§ **Prompt**: An exact copy of every entry below is needed.

§ **Data for this exercise**:

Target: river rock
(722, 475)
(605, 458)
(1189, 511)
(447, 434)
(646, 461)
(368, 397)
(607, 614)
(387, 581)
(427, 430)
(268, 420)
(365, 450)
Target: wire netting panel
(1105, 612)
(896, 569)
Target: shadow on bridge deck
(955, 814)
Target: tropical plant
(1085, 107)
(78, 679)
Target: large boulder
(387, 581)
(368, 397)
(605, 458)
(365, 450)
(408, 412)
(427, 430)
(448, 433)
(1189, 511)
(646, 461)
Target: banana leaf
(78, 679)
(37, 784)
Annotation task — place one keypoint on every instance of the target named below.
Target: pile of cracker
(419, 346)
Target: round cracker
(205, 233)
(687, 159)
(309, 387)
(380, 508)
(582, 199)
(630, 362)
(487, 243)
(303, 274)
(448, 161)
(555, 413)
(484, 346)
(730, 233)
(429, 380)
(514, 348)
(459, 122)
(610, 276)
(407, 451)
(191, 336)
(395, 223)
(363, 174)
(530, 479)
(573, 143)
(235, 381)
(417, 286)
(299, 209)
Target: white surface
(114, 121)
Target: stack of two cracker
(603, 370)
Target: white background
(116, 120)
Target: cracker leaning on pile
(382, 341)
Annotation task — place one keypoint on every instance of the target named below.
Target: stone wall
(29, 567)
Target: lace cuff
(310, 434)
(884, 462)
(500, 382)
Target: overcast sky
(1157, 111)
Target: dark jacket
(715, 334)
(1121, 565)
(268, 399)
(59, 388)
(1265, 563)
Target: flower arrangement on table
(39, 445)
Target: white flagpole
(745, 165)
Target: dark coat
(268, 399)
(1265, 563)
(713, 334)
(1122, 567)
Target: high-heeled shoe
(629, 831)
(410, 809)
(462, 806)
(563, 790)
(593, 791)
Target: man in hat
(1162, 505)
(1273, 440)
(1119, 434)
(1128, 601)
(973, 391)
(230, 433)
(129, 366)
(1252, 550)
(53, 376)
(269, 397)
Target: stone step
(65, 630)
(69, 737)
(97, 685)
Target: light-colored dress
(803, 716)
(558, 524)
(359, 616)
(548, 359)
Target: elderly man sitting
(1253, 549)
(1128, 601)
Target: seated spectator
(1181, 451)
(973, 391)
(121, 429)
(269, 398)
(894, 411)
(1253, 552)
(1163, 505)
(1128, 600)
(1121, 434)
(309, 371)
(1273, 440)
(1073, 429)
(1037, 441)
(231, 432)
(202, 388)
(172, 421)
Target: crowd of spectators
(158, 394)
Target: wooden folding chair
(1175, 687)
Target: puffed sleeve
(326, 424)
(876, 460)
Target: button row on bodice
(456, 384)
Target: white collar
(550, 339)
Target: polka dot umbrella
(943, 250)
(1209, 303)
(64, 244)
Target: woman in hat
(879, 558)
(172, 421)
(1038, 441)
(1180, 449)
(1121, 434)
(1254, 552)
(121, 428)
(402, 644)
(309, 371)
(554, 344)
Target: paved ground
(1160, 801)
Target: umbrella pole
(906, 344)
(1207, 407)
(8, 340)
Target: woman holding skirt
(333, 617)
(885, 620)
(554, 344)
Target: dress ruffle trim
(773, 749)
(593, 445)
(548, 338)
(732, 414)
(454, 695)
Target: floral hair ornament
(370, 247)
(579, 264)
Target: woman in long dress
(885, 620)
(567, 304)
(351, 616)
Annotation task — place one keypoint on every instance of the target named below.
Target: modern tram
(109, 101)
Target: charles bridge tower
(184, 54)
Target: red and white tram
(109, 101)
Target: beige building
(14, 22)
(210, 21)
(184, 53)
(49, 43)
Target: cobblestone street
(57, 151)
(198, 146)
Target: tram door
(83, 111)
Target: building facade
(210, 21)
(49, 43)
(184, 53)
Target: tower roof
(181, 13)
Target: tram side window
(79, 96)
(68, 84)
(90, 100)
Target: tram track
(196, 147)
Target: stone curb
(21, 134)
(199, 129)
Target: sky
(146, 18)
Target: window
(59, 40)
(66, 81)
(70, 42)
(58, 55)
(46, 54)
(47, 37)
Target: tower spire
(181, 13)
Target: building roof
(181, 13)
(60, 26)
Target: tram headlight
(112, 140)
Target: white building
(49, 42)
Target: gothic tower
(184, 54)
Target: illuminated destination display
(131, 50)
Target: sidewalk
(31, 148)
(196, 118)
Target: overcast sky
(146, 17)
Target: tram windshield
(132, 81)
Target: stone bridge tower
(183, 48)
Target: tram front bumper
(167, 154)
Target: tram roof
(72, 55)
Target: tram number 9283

§ **Output for this exercise**:
Target: river rock
(722, 475)
(605, 458)
(1189, 511)
(447, 434)
(646, 461)
(368, 397)
(607, 614)
(387, 581)
(427, 430)
(268, 420)
(365, 450)
Target: wire netting panel
(1105, 612)
(896, 569)
Target: shadow on bridge deck
(955, 814)
Target: tropical plant
(1085, 107)
(78, 679)
Target: large boulder
(387, 581)
(368, 397)
(605, 458)
(365, 450)
(408, 412)
(427, 430)
(448, 433)
(1189, 511)
(646, 461)
Target: banana leaf
(78, 679)
(37, 784)
Annotation task — place one keypoint on every instance of the target named below.
Target: pile of cracker
(419, 346)
Target: round cracker
(205, 233)
(687, 159)
(309, 387)
(380, 508)
(582, 199)
(630, 362)
(487, 243)
(303, 274)
(448, 161)
(555, 413)
(484, 346)
(730, 233)
(429, 380)
(514, 348)
(459, 122)
(610, 276)
(407, 451)
(191, 336)
(395, 223)
(363, 174)
(530, 479)
(573, 143)
(235, 381)
(417, 286)
(299, 209)
Target: white surface
(114, 121)
Target: stack of two cracker
(603, 370)
Target: white background
(116, 120)
Target: cracker leaning on pile
(382, 341)
Annotation task — place one keypoint on every instance of the target named below.
Target: stone wall
(29, 567)
Target: lace cuff
(310, 434)
(884, 462)
(500, 382)
Target: overcast sky
(1157, 111)
Target: dark jacket
(715, 334)
(1121, 565)
(268, 399)
(59, 388)
(1265, 563)
Target: flower arrangement on table
(39, 445)
Target: white flagpole
(745, 165)
Target: dark coat
(268, 399)
(1265, 563)
(713, 334)
(1122, 567)
Target: high-heeled shoe
(629, 831)
(410, 809)
(462, 806)
(563, 790)
(593, 791)
Target: man in hat
(1162, 505)
(1273, 440)
(1119, 434)
(1128, 601)
(973, 391)
(230, 433)
(129, 366)
(1252, 550)
(53, 376)
(269, 397)
Target: stone step
(65, 630)
(69, 737)
(97, 685)
Target: light-colored dress
(803, 716)
(558, 524)
(359, 616)
(548, 359)
Target: elderly man sitting
(1253, 549)
(1128, 601)
Target: seated spectator
(1181, 451)
(973, 391)
(121, 429)
(269, 398)
(894, 411)
(1253, 552)
(1163, 505)
(1128, 600)
(1121, 434)
(309, 371)
(1273, 440)
(1073, 429)
(1037, 441)
(231, 432)
(202, 388)
(172, 421)
Target: crowd of spectators
(158, 394)
Target: wooden folding chair
(1175, 687)
Target: puffed sleeve
(326, 424)
(876, 460)
Target: button row on bodice
(456, 384)
Target: white collar
(550, 339)
Target: polka dot umbrella
(943, 250)
(1209, 303)
(64, 244)
Target: woman in hat
(879, 558)
(172, 421)
(1038, 441)
(1180, 449)
(1121, 434)
(1254, 552)
(121, 428)
(402, 644)
(309, 371)
(554, 344)
Target: paved ground
(1160, 801)
Target: umbrella pole
(906, 344)
(1207, 407)
(8, 340)
Target: woman holding skirt
(333, 617)
(885, 620)
(554, 344)
Target: dress ruffle trim
(773, 749)
(593, 445)
(548, 338)
(732, 414)
(454, 695)
Target: floral hair ornament
(370, 247)
(579, 264)
Target: woman in long dress
(885, 620)
(567, 304)
(351, 616)
Annotation task — place one keypoint on every instance of the target named below.
Target: modern tram
(109, 101)
Target: charles bridge tower
(184, 54)
Target: red and white tram
(109, 101)
Target: beige building
(14, 22)
(210, 21)
(184, 53)
(49, 43)
Target: cobblestone street
(57, 151)
(198, 146)
Target: tram door
(83, 111)
Target: building facade
(210, 21)
(49, 43)
(184, 53)
Target: tower roof
(181, 13)
Target: tram side window
(79, 96)
(68, 84)
(90, 100)
Target: tram track
(196, 147)
Target: stone curb
(21, 134)
(199, 129)
Target: sky
(146, 18)
Target: window
(59, 40)
(66, 81)
(70, 42)
(58, 55)
(46, 54)
(47, 37)
Target: tower spire
(181, 13)
Target: building roof
(181, 13)
(60, 26)
Target: tram headlight
(112, 140)
Target: white building
(49, 42)
Target: gothic tower
(184, 54)
Target: illuminated destination display
(131, 50)
Target: sidewalk
(31, 148)
(196, 118)
Target: overcast sky
(146, 17)
Target: tram windshield
(132, 81)
Target: stone bridge tower
(183, 48)
Target: tram front bumper
(167, 154)
Target: tram roof
(72, 55)
Target: tram number 9283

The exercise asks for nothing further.